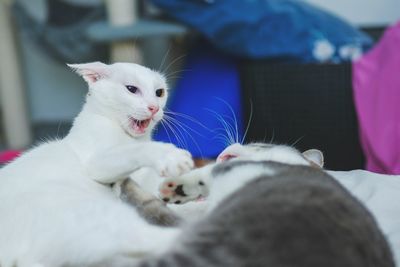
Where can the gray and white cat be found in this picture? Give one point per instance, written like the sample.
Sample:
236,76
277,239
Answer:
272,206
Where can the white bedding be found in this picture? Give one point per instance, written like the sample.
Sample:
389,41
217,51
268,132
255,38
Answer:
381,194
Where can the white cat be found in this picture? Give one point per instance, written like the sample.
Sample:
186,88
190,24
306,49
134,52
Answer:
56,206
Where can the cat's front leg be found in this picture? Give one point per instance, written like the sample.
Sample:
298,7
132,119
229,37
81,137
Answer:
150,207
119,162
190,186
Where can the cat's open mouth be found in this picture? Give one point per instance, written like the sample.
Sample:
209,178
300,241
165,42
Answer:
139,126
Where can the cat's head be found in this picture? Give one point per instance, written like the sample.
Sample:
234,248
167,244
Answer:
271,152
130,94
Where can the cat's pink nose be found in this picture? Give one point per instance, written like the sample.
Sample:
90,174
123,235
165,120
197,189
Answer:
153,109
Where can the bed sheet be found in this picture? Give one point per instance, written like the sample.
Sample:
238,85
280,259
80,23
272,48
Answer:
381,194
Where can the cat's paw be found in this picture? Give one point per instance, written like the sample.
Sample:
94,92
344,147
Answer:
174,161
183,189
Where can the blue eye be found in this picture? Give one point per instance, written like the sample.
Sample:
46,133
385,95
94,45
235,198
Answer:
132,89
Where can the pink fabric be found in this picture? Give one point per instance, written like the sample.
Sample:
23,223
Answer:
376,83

════════════════════

• [What is required]:
Everything from the line with "Where can the cat's pink" to the end of the listing above needs to be duplicated exactly, both end lines included, with nothing more.

• [Exercise response]:
Where can the cat's pink nose be found in this picture? Give one point per instance, written like the sample.
Sample:
90,174
123,235
165,120
197,189
Answer:
153,109
Where can the bed sheet be found in this picture? Give one point per instance, written like the sample.
Sample:
238,85
280,259
80,23
272,48
Answer:
381,194
Where can the cat's paw be found in this picture? Give one point per instance, written like the sample.
Sample:
94,92
344,147
Answer:
174,161
183,189
Where can the blue eye be found in this picture? Give one point per instance, written like the sample.
Sample:
46,133
385,95
94,45
235,198
Answer:
132,89
Where can the pink fabric be found in this picture? Give one point per instance, written like the sample.
Sample:
23,223
Answer:
376,83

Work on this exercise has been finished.